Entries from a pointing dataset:
◆ ◆ ◆ ◆ ◆ ◆ ◆

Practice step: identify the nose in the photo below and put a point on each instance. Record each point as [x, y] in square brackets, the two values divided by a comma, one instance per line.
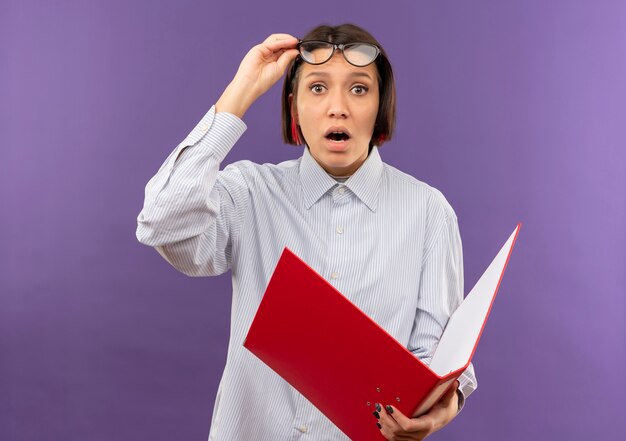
[337, 105]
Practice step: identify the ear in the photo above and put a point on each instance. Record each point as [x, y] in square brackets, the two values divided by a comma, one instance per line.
[294, 110]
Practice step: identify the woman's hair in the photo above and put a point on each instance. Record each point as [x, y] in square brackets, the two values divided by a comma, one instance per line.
[342, 34]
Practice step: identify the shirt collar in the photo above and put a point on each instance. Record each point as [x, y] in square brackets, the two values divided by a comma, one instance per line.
[364, 183]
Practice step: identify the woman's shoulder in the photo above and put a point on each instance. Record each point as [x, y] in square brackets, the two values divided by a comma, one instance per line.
[420, 191]
[263, 174]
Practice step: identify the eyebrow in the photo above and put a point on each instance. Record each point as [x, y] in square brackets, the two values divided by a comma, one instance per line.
[326, 74]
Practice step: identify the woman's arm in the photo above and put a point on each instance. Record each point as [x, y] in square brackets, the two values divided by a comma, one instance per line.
[192, 212]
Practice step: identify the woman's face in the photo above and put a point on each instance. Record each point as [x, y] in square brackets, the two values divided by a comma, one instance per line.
[336, 109]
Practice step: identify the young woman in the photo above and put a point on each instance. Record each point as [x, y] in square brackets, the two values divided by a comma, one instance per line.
[387, 241]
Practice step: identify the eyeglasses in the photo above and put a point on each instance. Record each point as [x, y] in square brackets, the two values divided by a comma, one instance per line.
[319, 52]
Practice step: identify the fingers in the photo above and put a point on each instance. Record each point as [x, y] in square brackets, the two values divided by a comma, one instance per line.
[277, 42]
[423, 423]
[394, 425]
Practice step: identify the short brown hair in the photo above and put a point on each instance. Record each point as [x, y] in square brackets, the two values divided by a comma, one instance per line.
[342, 34]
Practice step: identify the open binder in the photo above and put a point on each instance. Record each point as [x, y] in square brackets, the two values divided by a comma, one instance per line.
[343, 362]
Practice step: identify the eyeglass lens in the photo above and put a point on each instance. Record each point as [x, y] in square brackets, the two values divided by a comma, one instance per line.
[358, 54]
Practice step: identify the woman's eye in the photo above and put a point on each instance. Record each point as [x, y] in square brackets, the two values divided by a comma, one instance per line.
[359, 90]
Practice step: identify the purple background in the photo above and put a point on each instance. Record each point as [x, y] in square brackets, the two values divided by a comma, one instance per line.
[515, 110]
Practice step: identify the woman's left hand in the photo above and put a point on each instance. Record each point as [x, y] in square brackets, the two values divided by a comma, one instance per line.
[396, 426]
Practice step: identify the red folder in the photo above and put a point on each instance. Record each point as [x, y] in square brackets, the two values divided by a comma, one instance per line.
[343, 362]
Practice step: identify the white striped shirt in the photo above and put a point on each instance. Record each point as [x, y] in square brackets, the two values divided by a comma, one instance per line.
[387, 241]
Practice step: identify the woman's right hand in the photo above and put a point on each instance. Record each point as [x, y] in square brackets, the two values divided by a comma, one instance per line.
[260, 69]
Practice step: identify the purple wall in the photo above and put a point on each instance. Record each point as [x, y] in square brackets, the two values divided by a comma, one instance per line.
[515, 110]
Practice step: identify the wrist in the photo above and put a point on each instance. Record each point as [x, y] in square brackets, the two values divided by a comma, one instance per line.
[235, 99]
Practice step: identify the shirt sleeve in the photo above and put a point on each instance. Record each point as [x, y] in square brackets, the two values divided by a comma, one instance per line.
[441, 287]
[192, 212]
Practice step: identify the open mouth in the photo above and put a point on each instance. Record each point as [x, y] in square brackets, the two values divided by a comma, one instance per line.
[338, 136]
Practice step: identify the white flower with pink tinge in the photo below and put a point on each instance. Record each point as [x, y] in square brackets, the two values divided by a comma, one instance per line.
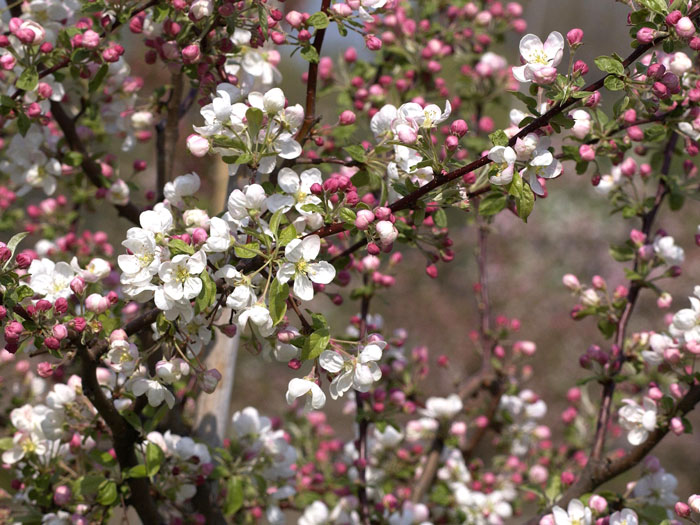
[299, 266]
[639, 420]
[540, 59]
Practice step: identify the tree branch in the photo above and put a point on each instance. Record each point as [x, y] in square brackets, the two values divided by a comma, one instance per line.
[90, 167]
[124, 437]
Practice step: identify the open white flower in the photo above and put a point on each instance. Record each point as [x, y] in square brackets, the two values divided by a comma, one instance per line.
[155, 392]
[382, 121]
[504, 157]
[219, 239]
[686, 322]
[358, 372]
[96, 270]
[299, 266]
[624, 517]
[443, 407]
[182, 186]
[272, 102]
[259, 318]
[423, 117]
[542, 164]
[315, 398]
[638, 420]
[242, 205]
[52, 280]
[575, 514]
[538, 56]
[667, 249]
[181, 275]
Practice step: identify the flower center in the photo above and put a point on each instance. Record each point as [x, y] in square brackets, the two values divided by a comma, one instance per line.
[146, 259]
[300, 196]
[538, 57]
[302, 266]
[182, 274]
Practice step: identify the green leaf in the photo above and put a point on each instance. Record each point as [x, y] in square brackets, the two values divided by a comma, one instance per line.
[23, 123]
[207, 295]
[28, 80]
[492, 204]
[278, 300]
[73, 158]
[179, 247]
[357, 153]
[499, 138]
[107, 493]
[318, 20]
[440, 218]
[526, 203]
[622, 252]
[347, 215]
[613, 83]
[96, 81]
[234, 496]
[154, 459]
[139, 471]
[515, 188]
[12, 245]
[610, 65]
[658, 6]
[247, 251]
[275, 222]
[316, 343]
[287, 235]
[310, 54]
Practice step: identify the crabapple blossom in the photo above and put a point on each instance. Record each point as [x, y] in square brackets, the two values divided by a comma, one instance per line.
[299, 266]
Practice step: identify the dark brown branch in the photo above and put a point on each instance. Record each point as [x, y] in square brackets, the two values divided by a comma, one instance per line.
[90, 167]
[598, 472]
[634, 289]
[124, 437]
[167, 134]
[312, 82]
[363, 426]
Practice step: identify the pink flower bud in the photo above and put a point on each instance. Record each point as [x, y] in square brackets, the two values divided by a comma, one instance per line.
[62, 495]
[210, 379]
[574, 37]
[694, 502]
[646, 35]
[96, 303]
[59, 331]
[198, 145]
[629, 167]
[587, 152]
[571, 282]
[191, 54]
[373, 43]
[294, 19]
[364, 219]
[77, 285]
[598, 503]
[682, 510]
[685, 27]
[199, 235]
[407, 135]
[580, 67]
[459, 127]
[347, 117]
[44, 369]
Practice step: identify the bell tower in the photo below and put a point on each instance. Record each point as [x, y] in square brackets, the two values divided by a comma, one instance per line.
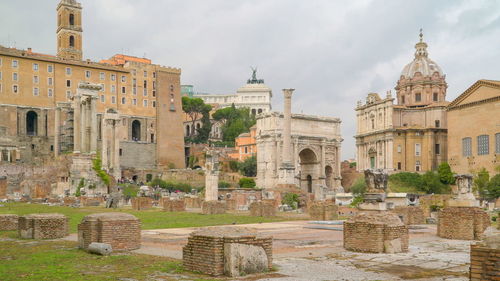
[69, 30]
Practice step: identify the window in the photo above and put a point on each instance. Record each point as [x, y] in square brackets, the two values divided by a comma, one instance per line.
[497, 143]
[483, 142]
[467, 147]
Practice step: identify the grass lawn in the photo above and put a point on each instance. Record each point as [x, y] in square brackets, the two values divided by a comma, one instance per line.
[151, 219]
[62, 260]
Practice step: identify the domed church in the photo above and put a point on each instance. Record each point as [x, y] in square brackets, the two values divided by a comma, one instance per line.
[409, 135]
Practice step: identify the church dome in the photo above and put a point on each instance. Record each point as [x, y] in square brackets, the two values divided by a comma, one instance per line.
[421, 63]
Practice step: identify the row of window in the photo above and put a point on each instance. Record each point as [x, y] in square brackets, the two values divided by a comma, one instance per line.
[483, 145]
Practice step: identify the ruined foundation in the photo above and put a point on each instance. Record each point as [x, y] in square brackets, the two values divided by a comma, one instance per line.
[410, 214]
[122, 231]
[323, 211]
[213, 207]
[462, 223]
[227, 250]
[376, 232]
[142, 203]
[173, 205]
[264, 208]
[8, 222]
[43, 226]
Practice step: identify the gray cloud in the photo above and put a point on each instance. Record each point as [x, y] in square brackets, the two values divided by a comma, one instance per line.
[332, 52]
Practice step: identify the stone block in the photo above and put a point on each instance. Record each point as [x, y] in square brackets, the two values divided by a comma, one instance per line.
[8, 222]
[243, 259]
[213, 207]
[120, 230]
[43, 226]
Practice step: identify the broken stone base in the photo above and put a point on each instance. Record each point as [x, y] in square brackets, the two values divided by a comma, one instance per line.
[376, 232]
[232, 251]
[462, 223]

◆ ◆ ◆ ◆ ◆ ◆ ◆

**What is asked:**
Starting at the line that contains "Practice step: identify the ruined" and continuing through the last of the items, swap "stone" for "rock". Reproduce those lines with nothing else altered.

**Response to the exercise:**
Practice step: identify the ruined foundation in the photo above and put a point on each instance. Record each point as [x, y] in square brackets, the two values divided by a comma, one instance per line.
[410, 214]
[122, 231]
[323, 211]
[213, 207]
[462, 223]
[227, 250]
[376, 232]
[142, 203]
[173, 205]
[264, 208]
[8, 222]
[43, 226]
Practice step: identify the gray cloud in the photo above and put a point on each instance. Record each point as [x, y] in square brackets, the two values divided by a comma, one instance per line.
[332, 52]
Practice step: identify the rock block in the photo above and put a point on each instance. Record each point as [x, y] in square brackets, the two values divided by a comma, one instance per line.
[8, 222]
[243, 259]
[213, 207]
[120, 230]
[43, 226]
Practice step: identify the broken rock base in the photo above and put a point on each instance. Record each point as [x, y] in square brackets, the two values divided by a comma, one instance per line.
[376, 232]
[232, 251]
[462, 223]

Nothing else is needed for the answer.